GIVEN REQUEST: Can you collect every line of the material below that contains the word "covered"? Case counts, so match it only with the same capitalization.

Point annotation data
--

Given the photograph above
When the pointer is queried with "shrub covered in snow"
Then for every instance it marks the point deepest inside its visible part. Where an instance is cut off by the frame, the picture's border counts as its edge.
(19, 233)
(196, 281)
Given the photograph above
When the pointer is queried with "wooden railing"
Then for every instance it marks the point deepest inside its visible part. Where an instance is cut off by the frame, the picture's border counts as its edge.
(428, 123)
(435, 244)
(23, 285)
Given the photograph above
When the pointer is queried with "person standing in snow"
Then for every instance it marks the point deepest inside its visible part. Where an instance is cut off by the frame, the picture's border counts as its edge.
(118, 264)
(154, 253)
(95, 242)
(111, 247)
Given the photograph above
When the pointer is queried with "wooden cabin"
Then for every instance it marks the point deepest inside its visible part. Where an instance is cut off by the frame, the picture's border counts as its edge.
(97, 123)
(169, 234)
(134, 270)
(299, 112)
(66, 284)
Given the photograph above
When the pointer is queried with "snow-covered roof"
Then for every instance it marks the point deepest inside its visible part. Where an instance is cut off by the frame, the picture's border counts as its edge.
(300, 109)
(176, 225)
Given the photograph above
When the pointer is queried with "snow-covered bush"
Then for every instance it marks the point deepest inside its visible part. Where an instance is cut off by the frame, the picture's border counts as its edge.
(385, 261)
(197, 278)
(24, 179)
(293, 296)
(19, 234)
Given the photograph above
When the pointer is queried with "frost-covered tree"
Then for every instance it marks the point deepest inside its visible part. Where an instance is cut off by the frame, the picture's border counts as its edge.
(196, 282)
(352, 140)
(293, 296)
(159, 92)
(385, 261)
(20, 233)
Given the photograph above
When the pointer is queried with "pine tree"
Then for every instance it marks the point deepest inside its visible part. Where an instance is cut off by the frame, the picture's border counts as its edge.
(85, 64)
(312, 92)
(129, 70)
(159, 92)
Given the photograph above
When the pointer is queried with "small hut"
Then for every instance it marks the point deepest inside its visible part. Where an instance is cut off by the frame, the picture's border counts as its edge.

--

WRITTEN RESPONSE:
When the pointer is queried with "shrub covered in snow"
When the pointer is queried with "snow-covered roof"
When the pointer is queried with "snow-covered bush"
When the pointer is queried with "frost-covered tree"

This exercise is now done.